[Referring expression pointing data]
※

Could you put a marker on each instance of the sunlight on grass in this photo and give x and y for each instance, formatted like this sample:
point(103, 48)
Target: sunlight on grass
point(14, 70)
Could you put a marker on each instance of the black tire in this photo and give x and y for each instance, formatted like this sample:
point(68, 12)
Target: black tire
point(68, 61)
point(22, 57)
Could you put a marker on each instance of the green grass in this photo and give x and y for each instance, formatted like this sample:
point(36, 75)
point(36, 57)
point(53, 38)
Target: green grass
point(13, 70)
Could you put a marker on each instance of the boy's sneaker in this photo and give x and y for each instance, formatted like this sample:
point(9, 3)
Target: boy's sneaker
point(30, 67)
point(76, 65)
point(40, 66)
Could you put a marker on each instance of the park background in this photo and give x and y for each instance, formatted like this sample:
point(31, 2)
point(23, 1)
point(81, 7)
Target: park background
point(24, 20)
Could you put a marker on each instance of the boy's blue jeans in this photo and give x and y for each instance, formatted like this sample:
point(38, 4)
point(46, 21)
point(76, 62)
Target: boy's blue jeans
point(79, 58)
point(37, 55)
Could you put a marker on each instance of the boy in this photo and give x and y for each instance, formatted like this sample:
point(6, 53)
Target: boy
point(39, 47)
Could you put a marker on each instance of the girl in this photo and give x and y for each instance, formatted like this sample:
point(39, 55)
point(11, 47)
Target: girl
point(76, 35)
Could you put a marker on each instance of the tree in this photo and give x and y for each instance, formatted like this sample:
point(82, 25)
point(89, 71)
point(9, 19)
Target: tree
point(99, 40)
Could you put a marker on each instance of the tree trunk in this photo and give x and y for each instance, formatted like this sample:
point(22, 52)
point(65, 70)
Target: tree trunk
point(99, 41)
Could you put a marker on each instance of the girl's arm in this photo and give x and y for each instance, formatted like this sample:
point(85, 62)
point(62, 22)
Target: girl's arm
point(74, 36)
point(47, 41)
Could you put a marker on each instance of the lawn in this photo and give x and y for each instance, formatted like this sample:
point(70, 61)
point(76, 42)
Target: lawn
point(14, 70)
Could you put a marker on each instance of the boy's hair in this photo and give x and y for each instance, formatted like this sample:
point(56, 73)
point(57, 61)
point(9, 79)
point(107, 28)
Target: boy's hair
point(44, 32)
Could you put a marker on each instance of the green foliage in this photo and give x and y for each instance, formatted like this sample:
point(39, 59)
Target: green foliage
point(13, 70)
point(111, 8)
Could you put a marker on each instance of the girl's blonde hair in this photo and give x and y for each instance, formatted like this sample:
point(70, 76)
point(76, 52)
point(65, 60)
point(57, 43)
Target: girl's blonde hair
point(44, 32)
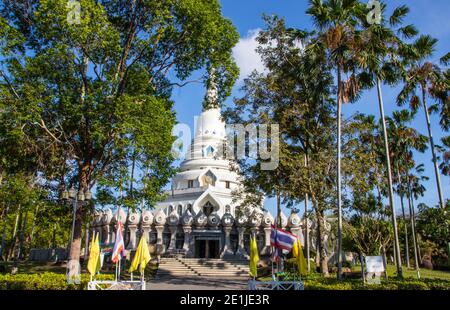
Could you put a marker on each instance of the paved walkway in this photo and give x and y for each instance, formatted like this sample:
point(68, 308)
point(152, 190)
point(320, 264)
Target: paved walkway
point(197, 283)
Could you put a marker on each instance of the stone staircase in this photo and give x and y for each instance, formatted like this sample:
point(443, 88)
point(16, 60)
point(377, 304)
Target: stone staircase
point(200, 267)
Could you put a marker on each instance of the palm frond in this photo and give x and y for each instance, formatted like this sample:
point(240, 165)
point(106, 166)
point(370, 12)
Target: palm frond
point(398, 15)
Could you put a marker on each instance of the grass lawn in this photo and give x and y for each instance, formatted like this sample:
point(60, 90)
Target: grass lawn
point(411, 273)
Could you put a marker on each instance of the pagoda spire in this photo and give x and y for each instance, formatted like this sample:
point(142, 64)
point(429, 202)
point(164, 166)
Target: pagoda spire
point(211, 100)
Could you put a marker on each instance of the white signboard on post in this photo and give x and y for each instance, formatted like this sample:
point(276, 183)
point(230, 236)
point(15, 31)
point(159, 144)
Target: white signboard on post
point(374, 269)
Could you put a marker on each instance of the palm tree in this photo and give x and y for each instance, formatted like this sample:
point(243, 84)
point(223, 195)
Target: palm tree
point(427, 78)
point(403, 140)
point(336, 19)
point(415, 189)
point(377, 54)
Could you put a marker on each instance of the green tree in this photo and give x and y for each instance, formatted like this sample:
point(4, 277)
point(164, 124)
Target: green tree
point(425, 80)
point(296, 94)
point(403, 140)
point(337, 21)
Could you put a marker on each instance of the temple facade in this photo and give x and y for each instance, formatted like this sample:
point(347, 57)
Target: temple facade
point(200, 218)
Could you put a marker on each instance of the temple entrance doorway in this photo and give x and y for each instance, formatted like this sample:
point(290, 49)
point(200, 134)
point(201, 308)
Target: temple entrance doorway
point(207, 248)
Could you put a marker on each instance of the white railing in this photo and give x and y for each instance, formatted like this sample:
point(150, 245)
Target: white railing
point(254, 285)
point(116, 285)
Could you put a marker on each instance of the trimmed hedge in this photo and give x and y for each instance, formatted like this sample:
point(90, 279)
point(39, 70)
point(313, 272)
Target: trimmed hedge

※

• WHAT THE TASK ASKS
Each line above is to be copied exactly, and the pictures are to be dropped.

• COMPLETED EXERCISE
Could you put a marker on each instance of the sunlight on grass in this photo and give x and y for each instance, formatted like this sample:
point(103, 48)
Target: sunlight on grass
point(14, 70)
Could you put a marker on each instance of the black tire in this photo and give x and y for each instance, formatted like this sample:
point(68, 12)
Target: black tire
point(68, 61)
point(22, 57)
Could you put a marker on each instance of the green grass in this photo and give x and y for each instance, formatted like this sample:
point(36, 75)
point(36, 57)
point(53, 38)
Target: green grass
point(13, 70)
Could you put a marker on each instance of the boy's sneaker in this photo and give x and y for each instance, formatted like this sample:
point(9, 3)
Target: boy's sneaker
point(30, 67)
point(76, 65)
point(40, 66)
Could you put a marker on each instance of the park background in this photo and give x and y for each instance, formatted like this sample:
point(31, 2)
point(23, 1)
point(81, 7)
Target: park background
point(24, 20)
Could you put a marker on each instance of the boy's blue jeans in this photo and give x and y for each instance, formatted like this sample:
point(38, 4)
point(46, 21)
point(76, 62)
Target: boy's blue jeans
point(79, 58)
point(37, 55)
Could you put a marker on each instance of the boy in this photo and give x and y for each instance, formatted like this sample:
point(6, 53)
Target: boy
point(39, 47)
Could you put a marker on each instance of the girl in this photo and give x and y for each instance, formatted like this sample:
point(39, 55)
point(11, 47)
Target: girl
point(76, 35)
Could you put a marker on each instance of the tree in this photo and give x and y for each instance, formatted like this sample:
point(82, 25)
point(89, 71)
point(9, 19)
Target: tree
point(99, 40)
Could you put a marker on each instance of the tree trunk in this photo and give x and y for each instance, formatted like this sample:
point(22, 52)
point(65, 70)
Target: tree trunk
point(99, 41)
Could you put a marker on each instance of the girl's arm in this photo and give x and y for each instance, formatted like this sample:
point(85, 62)
point(62, 22)
Target: girl's arm
point(74, 36)
point(47, 41)
Could you put a marker on each instance of the lawn in this photo and give x and y for each instance, formatted like this sample:
point(70, 61)
point(76, 42)
Target: lawn
point(14, 70)
Could you put a marker on each instance of the boy's hair in this photo and give x and y for each instance, formatted like this sample:
point(56, 73)
point(57, 61)
point(9, 79)
point(107, 28)
Target: boy's hair
point(44, 32)
Could you put a marker on each instance of the green foliage in this photo and give x and y for each instance, formatted like this sample:
point(39, 59)
Target: green foliage
point(13, 70)
point(111, 8)
Could you put a marker on each instance of the girl's blonde hair in this photo and give x and y for each instance, formatted like this sample:
point(70, 76)
point(76, 52)
point(65, 60)
point(57, 43)
Target: girl's blonde hair
point(44, 32)
Could you put a marker on each instance of the paved walkway in this photo and give x and y for each instance, formatted like this sample:
point(68, 308)
point(152, 190)
point(320, 264)
Target: paved walkway
point(197, 283)
Could you put a marker on each instance of the stone staircase in this photo and give x and y for each instance, formatted like this sample:
point(443, 88)
point(16, 60)
point(377, 304)
Target: stone staircase
point(200, 267)
Could you put a marker on each instance of the palm frond in this photo and give x and y for each instance, formatted like this sample:
point(240, 165)
point(106, 166)
point(370, 12)
Target: palm frond
point(398, 15)
Could you put a marker on each instance of the grass lawn in this photo and give x and y for each instance, formatted like this sample:
point(60, 90)
Target: grass lawn
point(411, 273)
Could you put a marker on each instance of the pagoda spire in this photo and give x and y for each instance, formatted like this sample:
point(142, 64)
point(429, 202)
point(164, 166)
Target: pagoda spire
point(211, 100)
Could you put a marker on each instance of the white signboard on post in this photo and give x and y for each instance, formatted like this sample:
point(276, 183)
point(230, 236)
point(15, 31)
point(159, 144)
Target: white signboard on post
point(374, 269)
Could you put a marker on each instance of the palm tree in this photo and give x and y for each instance, formatted like this sample:
point(243, 84)
point(223, 195)
Target: palm tree
point(427, 78)
point(403, 140)
point(336, 19)
point(415, 189)
point(377, 54)
Could you put a marker on each instance of the green tree in this photo and give x and y for each instance, formatted like this sample:
point(4, 277)
point(164, 124)
Target: green tree
point(425, 80)
point(296, 94)
point(403, 140)
point(337, 21)
Could you put a marker on each instance of the temple facade in this photo and give x and y for each instance, formatted like this sample:
point(347, 57)
Target: temple facade
point(200, 218)
Could you put a marker on each instance of the temple entrance doorway in this photo and give x and y for each instance, formatted like this sample:
point(290, 49)
point(200, 134)
point(201, 308)
Target: temple entrance doorway
point(207, 248)
Could you put a marker on each instance of the white railing in this photo and give x and y for each instance, formatted like this sample:
point(150, 245)
Target: white railing
point(254, 285)
point(116, 285)
Could you put a marker on each instance of the trimmed hedge in this photo and give x and y for each instance, formatted like this sample:
point(90, 279)
point(39, 70)
point(313, 272)
Target: trimmed hedge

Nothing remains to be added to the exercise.